→ **Excerpt to read**:

● ● ● ●

Brief review of GLMs so far

So far we have mainly considered the model $y_i \overset{\text{indep}}{\sim} N(\mu_i, \sigma^2)$, where $\mu_i = x_i^\top \beta$. In the last few weeks you learned about a much more general family of models (generalized linear models) that contains this linear model as a special case. The generality of GLMs helps combat modeling deficiencies of the Gaussian linear model, by allowing for more distributions, and also letting $x_i^\top \beta$ model a parameter of the distribution that might not be the mean.

Roughtly, a GLM is specified by two things.

Distribution (e.g., from the exponential dispersion family).
Link function: how does $x_i^\top \beta$ enter the model? (e.g., canonical link function)

Exponential dispersion model

We assume the $y_i$ are independent and each follow a distribution from the exponential dispersion family (EDF), which is a family of distributions that includes many common distributions. The PDF/PMF of $y_i$ is of the form \[f(y_i ; \theta_i ,\phi_i) = h(y_i, \phi_i) \exp \left(\frac{y_i \theta_i - b(\theta_i)}{\phi_i}\right).\] Let’s meet the cast.

canonical parameter $\theta_i$ (might not be the mean of the distribution)
cumulant function / normalization function $b(\theta_i)$
dispersion parameter $\phi_i$ (often assumed to be the same for all $i$)
base measure $h(y_i, \phi_i)$ does not depend on $\theta_i$

Note that the canonical parameter $\theta_i$ appears only in two places in the form of the PDF/PMF.

Refer to your lecture notes for examples of common distributions (Bernoulli, binomial, Poisson, Gamma) in this family. You should try to write them in EDF form on your own for practice. Remember to follow the rules ($h$ cannot depend on $\theta_i$, etc.).

● ● ● ●

→ **Saved entries**:

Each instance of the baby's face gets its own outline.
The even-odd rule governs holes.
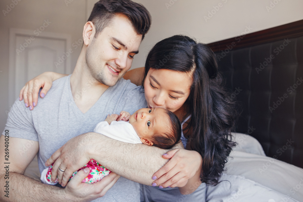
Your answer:
[[[129,123],[141,138],[150,140],[157,131],[170,128],[168,115],[162,108],[142,108],[132,114]]]

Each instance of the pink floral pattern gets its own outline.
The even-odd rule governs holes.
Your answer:
[[[52,167],[53,165],[52,164],[52,165],[48,168],[48,170],[46,173],[46,180],[50,183],[55,184],[58,182],[58,178],[56,179],[54,182],[51,180],[52,169]],[[88,167],[89,168],[89,174],[83,180],[82,182],[88,183],[93,183],[100,181],[101,179],[110,173],[111,172],[99,164],[94,159],[91,159],[87,164],[79,169],[77,171],[74,172],[70,178],[69,180],[74,177],[74,176],[78,172],[78,171],[83,169],[85,167]]]

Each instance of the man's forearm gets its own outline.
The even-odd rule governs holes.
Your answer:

● ● ● ●

→ **Work required**: Please copy the part of the GLM review that opens with the words containing "Roughtly, a GLM" and closes with "for all $i$)", word for word.

→ **Exercise result**:
Roughtly, a GLM is specified by two things.

Distribution (e.g., from the exponential dispersion family).
Link function: how does $x_i^\top \beta$ enter the model? (e.g., canonical link function)

Exponential dispersion model

We assume the $y_i$ are independent and each follow a distribution from the exponential dispersion family (EDF), which is a family of distributions that includes many common distributions. The PDF/PMF of $y_i$ is of the form \[f(y_i ; \theta_i ,\phi_i) = h(y_i, \phi_i) \exp \left(\frac{y_i \theta_i - b(\theta_i)}{\phi_i}\right).\] Let’s meet the cast.

canonical parameter $\theta_i$ (might not be the mean of the distribution)
cumulant function / normalization function $b(\theta_i)$
dispersion parameter $\phi_i$ (often assumed to be the same for all $i$)